* start EXTRACTED MATERIAL *

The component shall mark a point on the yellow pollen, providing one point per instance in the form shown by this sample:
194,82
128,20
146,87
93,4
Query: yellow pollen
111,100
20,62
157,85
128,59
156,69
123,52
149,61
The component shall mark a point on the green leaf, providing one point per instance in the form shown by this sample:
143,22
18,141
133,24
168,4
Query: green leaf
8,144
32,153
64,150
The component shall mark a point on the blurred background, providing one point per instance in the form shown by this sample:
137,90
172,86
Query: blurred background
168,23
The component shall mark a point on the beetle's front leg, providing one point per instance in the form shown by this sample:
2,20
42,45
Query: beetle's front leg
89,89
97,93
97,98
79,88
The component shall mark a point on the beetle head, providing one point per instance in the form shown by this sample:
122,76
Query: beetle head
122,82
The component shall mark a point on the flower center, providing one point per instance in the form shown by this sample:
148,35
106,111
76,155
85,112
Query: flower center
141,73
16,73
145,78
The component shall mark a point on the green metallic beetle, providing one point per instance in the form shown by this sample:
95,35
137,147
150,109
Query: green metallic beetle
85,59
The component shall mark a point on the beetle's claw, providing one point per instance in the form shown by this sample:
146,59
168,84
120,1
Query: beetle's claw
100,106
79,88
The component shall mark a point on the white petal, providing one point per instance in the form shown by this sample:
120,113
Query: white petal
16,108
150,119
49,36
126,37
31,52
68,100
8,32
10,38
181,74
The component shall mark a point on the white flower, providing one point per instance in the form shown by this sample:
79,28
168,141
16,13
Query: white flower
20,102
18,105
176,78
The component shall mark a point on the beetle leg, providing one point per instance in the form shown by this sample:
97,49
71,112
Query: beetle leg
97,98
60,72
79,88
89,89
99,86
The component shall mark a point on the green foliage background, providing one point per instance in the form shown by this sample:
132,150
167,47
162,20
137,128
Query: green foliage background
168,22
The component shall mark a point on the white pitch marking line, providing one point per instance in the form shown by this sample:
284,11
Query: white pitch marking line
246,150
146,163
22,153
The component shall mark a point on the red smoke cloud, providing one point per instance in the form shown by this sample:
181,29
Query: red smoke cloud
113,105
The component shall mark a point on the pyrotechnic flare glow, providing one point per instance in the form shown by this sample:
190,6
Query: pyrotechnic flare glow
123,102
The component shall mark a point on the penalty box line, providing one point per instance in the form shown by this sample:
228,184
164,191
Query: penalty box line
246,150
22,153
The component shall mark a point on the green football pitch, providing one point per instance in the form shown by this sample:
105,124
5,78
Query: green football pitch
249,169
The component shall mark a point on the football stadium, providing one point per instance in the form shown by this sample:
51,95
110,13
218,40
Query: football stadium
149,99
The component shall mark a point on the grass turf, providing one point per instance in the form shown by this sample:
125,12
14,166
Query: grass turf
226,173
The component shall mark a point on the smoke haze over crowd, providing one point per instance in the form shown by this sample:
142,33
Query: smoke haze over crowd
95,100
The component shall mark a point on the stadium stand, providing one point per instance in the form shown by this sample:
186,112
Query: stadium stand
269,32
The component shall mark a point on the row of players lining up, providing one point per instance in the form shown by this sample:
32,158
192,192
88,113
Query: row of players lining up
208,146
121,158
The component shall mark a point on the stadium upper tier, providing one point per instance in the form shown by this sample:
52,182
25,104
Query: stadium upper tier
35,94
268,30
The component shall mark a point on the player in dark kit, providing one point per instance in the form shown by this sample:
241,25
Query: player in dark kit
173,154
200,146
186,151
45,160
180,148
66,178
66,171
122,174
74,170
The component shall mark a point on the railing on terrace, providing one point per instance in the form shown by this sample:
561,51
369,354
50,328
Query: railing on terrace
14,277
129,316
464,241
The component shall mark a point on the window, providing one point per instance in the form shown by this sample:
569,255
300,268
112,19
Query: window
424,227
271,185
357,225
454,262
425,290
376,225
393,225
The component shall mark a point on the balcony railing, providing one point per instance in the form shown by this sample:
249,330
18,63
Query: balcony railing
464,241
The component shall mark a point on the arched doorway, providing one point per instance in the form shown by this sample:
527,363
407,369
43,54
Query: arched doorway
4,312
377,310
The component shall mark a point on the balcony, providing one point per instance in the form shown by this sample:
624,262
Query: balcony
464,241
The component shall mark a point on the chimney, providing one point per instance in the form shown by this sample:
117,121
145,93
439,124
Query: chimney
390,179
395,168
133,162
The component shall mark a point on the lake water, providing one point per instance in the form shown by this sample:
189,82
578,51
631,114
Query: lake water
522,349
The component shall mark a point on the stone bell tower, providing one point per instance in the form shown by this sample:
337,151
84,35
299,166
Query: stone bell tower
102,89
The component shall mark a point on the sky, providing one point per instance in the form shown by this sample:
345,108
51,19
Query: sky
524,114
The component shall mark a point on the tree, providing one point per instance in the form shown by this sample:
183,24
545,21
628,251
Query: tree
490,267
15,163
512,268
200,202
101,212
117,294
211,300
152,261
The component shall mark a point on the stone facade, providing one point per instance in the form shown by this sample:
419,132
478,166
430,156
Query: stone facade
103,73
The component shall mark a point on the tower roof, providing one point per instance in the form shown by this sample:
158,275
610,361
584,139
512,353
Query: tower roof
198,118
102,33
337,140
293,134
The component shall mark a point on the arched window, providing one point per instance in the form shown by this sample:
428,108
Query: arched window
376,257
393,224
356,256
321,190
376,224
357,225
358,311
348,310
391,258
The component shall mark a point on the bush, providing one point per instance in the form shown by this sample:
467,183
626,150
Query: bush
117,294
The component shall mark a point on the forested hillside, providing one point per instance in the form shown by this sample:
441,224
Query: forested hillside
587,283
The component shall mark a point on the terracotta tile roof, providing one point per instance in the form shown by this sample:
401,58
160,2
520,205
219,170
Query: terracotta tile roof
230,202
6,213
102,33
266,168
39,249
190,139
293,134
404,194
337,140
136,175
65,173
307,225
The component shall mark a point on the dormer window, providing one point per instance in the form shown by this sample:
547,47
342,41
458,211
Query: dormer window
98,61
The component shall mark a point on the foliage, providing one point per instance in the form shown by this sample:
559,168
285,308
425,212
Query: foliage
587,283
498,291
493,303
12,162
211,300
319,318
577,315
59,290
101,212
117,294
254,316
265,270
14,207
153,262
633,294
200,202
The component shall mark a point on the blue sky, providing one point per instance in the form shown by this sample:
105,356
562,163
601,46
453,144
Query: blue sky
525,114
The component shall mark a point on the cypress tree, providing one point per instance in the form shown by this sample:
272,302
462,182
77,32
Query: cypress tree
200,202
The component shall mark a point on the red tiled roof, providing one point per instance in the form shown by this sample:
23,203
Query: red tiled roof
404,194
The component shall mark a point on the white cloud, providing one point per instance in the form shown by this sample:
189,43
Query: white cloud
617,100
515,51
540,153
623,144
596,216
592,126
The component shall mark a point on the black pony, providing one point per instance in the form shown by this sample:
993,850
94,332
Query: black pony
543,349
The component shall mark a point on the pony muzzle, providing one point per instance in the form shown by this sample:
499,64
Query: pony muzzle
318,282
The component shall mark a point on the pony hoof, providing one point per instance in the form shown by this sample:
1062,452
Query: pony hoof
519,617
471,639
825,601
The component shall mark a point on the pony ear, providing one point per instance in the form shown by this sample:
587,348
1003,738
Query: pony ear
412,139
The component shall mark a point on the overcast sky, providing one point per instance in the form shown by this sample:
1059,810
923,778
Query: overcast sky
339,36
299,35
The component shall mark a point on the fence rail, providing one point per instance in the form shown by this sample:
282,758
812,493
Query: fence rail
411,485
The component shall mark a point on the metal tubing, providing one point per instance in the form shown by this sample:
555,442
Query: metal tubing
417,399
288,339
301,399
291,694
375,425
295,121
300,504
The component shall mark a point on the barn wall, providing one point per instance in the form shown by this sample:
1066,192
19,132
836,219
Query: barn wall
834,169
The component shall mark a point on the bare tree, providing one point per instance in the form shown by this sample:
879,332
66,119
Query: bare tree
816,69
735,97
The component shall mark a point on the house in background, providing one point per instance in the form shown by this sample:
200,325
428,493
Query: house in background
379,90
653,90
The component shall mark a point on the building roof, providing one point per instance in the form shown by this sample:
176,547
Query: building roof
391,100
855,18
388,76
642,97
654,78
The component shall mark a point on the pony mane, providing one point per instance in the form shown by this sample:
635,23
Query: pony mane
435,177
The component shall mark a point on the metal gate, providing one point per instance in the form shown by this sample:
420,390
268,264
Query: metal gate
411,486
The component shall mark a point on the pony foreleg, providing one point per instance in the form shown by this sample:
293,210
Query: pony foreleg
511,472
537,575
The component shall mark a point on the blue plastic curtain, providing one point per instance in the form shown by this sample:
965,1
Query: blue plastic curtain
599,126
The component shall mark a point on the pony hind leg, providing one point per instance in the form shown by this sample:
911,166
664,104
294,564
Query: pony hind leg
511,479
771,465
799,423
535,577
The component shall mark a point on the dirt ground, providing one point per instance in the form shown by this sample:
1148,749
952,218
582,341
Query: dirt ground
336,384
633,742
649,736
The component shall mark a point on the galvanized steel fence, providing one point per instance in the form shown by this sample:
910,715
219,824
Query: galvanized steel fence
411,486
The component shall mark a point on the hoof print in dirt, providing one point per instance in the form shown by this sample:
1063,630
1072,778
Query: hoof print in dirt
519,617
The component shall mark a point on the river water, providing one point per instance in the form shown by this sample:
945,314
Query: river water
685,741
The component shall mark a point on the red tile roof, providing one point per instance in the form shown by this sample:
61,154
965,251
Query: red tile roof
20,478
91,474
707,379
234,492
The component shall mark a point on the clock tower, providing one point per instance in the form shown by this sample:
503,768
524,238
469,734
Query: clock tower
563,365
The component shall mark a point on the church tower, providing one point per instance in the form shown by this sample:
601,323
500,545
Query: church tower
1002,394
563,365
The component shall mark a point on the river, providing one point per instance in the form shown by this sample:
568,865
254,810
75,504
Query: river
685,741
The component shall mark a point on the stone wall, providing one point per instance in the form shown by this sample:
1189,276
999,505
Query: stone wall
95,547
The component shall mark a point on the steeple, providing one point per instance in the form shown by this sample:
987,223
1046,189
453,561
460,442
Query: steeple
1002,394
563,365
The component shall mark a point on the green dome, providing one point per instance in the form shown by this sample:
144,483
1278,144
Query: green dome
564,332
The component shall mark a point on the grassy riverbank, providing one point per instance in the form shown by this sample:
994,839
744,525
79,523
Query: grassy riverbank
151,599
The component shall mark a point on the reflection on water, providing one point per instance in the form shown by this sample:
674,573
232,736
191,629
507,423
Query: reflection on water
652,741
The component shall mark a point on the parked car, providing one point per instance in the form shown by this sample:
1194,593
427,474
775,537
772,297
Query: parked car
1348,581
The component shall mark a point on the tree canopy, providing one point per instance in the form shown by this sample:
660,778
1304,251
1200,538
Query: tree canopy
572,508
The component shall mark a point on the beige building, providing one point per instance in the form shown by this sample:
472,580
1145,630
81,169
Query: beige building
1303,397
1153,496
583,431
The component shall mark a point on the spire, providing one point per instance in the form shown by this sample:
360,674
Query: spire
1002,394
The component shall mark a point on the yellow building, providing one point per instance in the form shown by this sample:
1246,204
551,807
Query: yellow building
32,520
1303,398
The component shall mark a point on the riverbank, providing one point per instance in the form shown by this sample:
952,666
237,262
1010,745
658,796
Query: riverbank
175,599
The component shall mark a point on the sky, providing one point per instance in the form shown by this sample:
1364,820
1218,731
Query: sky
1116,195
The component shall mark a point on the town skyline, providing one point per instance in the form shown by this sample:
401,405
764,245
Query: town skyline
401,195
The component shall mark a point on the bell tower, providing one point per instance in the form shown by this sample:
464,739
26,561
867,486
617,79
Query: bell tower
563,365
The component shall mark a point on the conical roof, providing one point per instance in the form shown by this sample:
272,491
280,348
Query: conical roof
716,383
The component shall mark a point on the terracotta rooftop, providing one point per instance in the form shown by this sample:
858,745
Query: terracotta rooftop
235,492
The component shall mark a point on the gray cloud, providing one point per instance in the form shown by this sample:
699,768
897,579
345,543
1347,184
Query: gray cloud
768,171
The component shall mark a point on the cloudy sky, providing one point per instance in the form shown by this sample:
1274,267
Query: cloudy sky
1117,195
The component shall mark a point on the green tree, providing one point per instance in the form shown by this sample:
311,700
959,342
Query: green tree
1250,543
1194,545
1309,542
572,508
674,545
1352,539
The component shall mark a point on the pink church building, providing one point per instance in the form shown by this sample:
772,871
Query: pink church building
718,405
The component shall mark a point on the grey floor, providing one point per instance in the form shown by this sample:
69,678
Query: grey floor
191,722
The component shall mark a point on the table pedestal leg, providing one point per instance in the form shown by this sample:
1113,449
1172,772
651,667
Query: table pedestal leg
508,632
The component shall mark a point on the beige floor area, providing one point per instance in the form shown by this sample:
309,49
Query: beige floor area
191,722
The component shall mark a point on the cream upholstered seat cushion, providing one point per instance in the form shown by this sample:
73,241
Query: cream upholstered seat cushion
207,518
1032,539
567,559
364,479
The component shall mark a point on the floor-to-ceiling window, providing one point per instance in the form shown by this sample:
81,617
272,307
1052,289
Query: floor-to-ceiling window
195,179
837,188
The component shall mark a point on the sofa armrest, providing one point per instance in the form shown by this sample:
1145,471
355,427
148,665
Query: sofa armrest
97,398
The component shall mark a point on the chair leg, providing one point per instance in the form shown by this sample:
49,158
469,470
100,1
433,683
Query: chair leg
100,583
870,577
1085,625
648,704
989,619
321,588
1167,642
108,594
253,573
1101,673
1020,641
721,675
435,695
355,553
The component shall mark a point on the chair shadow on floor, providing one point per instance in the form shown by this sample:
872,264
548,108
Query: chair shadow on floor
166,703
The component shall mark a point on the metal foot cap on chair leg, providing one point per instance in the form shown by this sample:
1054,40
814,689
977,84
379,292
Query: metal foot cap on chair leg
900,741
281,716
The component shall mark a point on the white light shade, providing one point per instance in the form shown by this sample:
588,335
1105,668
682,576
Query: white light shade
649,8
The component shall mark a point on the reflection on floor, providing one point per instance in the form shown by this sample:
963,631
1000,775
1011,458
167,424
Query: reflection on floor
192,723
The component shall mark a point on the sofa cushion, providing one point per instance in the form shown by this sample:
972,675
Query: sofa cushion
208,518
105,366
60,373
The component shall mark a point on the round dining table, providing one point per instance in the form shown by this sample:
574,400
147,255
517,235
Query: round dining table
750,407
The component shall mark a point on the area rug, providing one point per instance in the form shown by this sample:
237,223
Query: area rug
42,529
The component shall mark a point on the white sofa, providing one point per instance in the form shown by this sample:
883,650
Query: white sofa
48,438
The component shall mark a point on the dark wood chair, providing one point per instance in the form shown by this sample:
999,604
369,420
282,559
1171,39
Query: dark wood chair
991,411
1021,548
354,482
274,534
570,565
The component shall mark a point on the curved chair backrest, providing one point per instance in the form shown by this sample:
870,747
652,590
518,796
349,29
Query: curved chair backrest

* end EXTRACTED MATERIAL *

» YOUR TASK:
Extract the closing run of lines, starting with the one containing "reflection on floor, providing" and ending at the last, exactly as written.

» REPLY TO THE TASK:
The component shall mark a point on the reflection on floor, providing one point per instance in the form shown by this sample:
963,631
1000,775
1011,458
167,424
Query: reflection on floor
192,723
The component shall mark a point on the sofa cushion, providing one point per instance in the form shown by this sample:
972,675
Query: sofa cushion
208,518
105,366
60,373
The component shall mark a point on the round dining table, providing one point per instance in the form shown by this sample:
574,400
147,255
517,235
Query: round dining table
750,407
The component shall mark a point on the area rug, providing one point per instance in the form shown by this sample:
237,223
Query: area rug
42,529
The component shall mark a point on the white sofa, providing one point per instance in the form shown by this sample:
883,650
Query: white sofa
48,438
The component shall mark a point on the dark wood chair, providing one point per instance in the form shown by this sample:
999,604
369,420
282,559
1171,39
Query: dark wood chair
991,411
1021,548
354,482
274,534
570,565
The component shall mark a point on the curved chair backrest, providing one point per instance in the form shown by this sample:
870,747
652,590
518,796
349,29
Query: curved chair backrest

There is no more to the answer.